| What you will do |
**A.** From the review of The Pillars, list each detail about Pano that comes after his name in the sentence introducing him.
**B.** Please rewrite the paragraph of The Pillars review beginning "Kane becomes obsessed" as a short bulleted list that keeps its main facts.
**C.** Carry on the review of The Pillars from its last sentence.

Review: The Pillars by Peter Polites

The narrator of The Pillars is Pano, a late-20s/early-30s prose poet of Greek descent living in Western Sydney. He lives with Kane, an IT consultant with tribal tattoos who jokes that Pano call him “landlord”, not “housemate”. That is significant in a novel where property power is everything and each word seems to take on a menacing aura.

Kane becomes obsessed with fighting a proposed mosque down the road, which he is concerned will lower the suburb’s property values. He convinces Pano, with sexual gratification that Pano mistakes for a healthy relationship, to help him in his campaign. I’m not sure this is saying a lot about the relationship between gays and Islam, beyond people being self-serving hypocrites; it’s played more for shock-value and humour.

| Material supplied |
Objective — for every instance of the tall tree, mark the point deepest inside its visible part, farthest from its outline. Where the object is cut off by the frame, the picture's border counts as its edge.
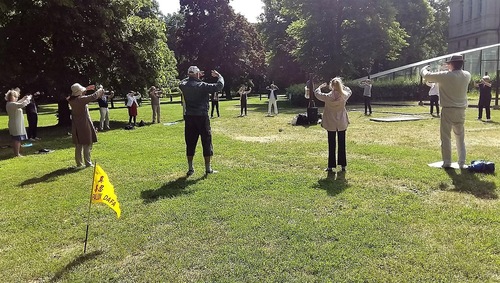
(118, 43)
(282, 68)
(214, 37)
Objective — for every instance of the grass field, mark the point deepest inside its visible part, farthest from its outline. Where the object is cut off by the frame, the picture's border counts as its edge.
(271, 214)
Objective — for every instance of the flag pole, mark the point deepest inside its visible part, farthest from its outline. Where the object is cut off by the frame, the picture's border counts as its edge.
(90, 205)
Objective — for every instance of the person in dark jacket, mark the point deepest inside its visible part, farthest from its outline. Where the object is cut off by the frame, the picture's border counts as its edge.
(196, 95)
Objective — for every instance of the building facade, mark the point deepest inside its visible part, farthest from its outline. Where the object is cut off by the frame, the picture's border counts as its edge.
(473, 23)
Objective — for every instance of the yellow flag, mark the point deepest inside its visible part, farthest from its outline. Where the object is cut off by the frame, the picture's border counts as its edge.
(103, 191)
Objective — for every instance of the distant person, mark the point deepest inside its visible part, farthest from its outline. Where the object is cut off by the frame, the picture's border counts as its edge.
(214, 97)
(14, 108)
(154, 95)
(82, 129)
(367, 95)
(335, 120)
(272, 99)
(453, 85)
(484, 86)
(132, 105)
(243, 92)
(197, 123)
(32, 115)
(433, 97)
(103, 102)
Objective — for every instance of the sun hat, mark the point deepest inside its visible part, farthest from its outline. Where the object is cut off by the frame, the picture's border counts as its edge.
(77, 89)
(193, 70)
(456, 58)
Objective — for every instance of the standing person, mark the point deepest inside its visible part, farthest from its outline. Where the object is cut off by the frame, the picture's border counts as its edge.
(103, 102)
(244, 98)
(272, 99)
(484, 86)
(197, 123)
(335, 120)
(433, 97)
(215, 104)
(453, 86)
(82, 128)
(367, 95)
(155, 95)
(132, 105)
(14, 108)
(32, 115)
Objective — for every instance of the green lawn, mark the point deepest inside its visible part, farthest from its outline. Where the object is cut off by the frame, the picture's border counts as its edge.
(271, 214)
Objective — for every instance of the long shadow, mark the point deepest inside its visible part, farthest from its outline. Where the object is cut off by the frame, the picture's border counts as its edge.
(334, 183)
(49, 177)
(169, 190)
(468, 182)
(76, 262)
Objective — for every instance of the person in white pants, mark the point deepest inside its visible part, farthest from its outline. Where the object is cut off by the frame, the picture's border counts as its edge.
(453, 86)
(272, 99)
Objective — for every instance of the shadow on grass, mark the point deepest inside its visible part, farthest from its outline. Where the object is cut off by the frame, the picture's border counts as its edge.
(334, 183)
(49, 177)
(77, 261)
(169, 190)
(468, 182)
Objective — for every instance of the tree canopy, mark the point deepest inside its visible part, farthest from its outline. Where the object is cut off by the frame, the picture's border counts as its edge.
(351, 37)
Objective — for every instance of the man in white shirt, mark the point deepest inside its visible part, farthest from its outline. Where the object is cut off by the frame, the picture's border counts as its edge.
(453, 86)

--

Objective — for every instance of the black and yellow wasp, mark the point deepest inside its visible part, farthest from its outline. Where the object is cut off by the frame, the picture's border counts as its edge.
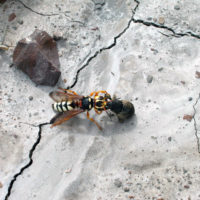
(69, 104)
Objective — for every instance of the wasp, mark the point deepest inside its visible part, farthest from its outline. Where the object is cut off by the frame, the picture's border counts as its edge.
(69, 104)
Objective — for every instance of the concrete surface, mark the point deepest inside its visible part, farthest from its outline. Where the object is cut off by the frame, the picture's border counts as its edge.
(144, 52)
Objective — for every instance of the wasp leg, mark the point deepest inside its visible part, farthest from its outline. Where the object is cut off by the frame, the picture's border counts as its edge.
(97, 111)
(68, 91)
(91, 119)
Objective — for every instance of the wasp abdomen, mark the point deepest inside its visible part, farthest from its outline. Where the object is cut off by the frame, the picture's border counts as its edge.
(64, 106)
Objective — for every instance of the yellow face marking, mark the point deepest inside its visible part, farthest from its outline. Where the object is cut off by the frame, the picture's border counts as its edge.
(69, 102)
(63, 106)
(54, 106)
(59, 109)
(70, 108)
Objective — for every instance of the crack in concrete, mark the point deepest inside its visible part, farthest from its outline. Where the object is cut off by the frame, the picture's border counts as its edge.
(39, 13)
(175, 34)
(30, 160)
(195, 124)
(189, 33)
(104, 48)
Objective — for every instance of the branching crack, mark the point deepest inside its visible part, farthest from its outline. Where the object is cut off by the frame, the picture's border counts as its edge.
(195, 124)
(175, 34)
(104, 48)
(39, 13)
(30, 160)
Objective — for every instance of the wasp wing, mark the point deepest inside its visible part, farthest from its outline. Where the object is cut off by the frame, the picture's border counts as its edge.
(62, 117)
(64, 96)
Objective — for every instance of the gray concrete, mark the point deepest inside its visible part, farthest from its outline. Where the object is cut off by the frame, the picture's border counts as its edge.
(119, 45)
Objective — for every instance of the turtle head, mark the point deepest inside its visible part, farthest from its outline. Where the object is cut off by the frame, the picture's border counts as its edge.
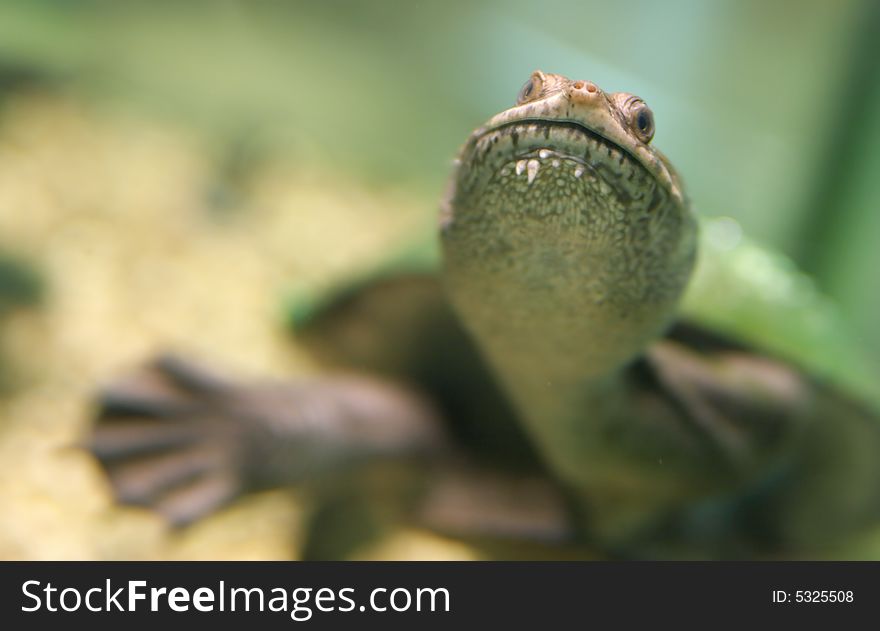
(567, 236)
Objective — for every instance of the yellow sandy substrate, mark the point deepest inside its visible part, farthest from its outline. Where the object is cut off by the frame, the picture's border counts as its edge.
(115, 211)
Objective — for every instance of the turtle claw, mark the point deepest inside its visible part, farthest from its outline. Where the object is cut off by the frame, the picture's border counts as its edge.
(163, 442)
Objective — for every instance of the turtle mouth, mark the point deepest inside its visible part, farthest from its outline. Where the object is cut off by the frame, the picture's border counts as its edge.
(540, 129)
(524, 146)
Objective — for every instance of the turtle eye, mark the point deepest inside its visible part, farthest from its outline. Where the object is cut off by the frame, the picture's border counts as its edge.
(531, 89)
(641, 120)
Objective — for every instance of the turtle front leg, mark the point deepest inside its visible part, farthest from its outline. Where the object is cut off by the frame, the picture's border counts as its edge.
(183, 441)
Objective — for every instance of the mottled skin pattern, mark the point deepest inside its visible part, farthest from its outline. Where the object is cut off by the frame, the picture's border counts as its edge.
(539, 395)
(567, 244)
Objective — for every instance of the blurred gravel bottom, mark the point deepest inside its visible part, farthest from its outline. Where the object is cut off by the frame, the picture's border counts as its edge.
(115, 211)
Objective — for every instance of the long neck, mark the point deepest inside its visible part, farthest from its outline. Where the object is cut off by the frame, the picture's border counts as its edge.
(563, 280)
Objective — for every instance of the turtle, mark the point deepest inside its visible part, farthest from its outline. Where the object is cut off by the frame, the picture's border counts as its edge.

...

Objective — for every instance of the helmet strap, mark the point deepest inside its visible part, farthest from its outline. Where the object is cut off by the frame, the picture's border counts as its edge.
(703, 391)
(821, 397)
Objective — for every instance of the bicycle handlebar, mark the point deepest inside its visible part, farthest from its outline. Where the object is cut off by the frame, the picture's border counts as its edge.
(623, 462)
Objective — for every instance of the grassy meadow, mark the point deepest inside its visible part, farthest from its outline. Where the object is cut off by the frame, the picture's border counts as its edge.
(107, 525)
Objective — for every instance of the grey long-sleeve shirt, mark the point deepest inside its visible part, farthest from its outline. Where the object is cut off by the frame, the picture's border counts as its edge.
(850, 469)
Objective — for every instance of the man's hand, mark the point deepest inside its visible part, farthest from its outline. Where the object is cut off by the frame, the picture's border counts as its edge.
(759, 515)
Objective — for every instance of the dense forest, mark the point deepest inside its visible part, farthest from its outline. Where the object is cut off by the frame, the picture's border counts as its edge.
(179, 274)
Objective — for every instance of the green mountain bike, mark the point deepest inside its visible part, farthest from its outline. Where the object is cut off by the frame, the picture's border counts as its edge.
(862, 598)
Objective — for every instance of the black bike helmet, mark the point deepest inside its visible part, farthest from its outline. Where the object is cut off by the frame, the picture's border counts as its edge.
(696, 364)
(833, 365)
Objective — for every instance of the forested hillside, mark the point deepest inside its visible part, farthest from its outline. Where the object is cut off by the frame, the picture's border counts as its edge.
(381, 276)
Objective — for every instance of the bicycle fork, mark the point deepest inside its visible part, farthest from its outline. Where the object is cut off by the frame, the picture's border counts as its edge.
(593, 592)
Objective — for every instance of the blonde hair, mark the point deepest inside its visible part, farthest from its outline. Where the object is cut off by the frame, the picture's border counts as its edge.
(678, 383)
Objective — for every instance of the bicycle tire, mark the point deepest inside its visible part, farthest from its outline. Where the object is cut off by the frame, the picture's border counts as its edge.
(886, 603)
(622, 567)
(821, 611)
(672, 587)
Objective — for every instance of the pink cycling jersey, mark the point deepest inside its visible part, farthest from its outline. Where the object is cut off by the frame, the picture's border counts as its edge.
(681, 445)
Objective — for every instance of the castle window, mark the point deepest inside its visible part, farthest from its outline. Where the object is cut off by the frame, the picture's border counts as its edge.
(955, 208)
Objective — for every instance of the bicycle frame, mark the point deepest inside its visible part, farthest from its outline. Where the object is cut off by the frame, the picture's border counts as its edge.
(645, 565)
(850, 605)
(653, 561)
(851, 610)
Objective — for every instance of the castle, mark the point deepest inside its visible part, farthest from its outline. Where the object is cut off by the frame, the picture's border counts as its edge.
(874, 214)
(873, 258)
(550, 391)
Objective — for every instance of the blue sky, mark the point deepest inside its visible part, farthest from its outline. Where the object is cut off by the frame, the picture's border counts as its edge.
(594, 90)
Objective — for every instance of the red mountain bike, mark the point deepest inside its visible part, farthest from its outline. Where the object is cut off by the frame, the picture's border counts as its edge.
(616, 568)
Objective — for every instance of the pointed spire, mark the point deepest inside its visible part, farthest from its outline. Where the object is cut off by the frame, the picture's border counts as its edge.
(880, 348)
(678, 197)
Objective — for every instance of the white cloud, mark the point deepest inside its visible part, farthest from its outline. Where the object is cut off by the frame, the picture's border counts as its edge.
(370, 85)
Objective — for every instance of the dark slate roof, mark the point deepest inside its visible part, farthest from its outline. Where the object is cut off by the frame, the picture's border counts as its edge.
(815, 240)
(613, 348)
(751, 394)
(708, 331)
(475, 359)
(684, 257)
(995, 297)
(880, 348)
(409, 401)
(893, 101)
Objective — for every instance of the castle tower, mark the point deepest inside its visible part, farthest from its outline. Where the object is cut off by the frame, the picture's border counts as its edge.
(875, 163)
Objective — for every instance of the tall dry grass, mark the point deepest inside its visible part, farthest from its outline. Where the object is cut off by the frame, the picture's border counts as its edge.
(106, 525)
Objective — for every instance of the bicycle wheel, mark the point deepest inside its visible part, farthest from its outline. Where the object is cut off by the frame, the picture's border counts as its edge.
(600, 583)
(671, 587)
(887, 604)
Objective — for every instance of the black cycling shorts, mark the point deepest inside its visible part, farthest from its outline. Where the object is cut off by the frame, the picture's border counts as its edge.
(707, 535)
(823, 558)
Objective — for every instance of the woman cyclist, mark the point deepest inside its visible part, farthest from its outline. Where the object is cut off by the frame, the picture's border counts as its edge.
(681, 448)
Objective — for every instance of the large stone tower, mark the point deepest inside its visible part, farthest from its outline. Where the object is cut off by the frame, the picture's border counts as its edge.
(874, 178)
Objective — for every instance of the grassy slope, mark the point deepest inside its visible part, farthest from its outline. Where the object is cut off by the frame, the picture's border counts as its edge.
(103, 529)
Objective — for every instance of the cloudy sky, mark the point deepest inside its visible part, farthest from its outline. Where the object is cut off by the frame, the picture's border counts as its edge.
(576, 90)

| Set of answers |
**A.**
- late-20s/early-30s
- prose poet
- of Greek descent
- living in Western Sydney

**B.**
- Kane becomes obsessed with fighting a proposed mosque down the road, fearing it will lower the suburb's property values.
- He convinces Pano to help with the campaign through sexual gratification, which Pano mistakes for a healthy relationship.
- The reviewer doubts this says much about the relationship between gays and Islam, beyond people being self-serving hypocrites.
- The reviewer sees it as played more for shock value and humor.

**C.**
More complex is the ghost-writing gig Pano is doing for Basil, a waxed-smooth fuckboy property developer Pano went to highschool with. And in flashbacks we see Pano’s relationship with his Greek heritage and his mother, who can’t work thanks to factory-induced asthma and suffers from some kind of debilitating psychosis. This feminine relationship maybe, just maybe, offers Pano some kind of salvation, or at least a power he can draw on.

Pano, to put it plainly, is a wet wipe. Internally virtuous, he goes along with all sorts of questionable schemes to be validated by others. He’s a walking result of toxic homo-masculinity. His late transformation into anti-hero, or just straight up villain, comes as a relief. Finally someone we can cheer for in this fucked up world! Underneath it all though is the agony of displacement, of being separated from who you are; it is this that stops the novel becoming a “burn it all” screed.

This is a novel set against Australia’s ridiculous housing market inequalities. Western Sydney is a place in flux, where the old migrant community is being rapidly displaced by an influx of cheap, poorly-constructed apartment complexes. Like Polites’ previous novel, Down The Hume, The Pillars operates primarily in a noir mode. Cynicism rules, morality is ambiguous, and identities can be manipulated to achieve whatever their possessor wants. It’s a world where the fucked-up-ness of late capitalism means you can only join in, or be crushed into the ground.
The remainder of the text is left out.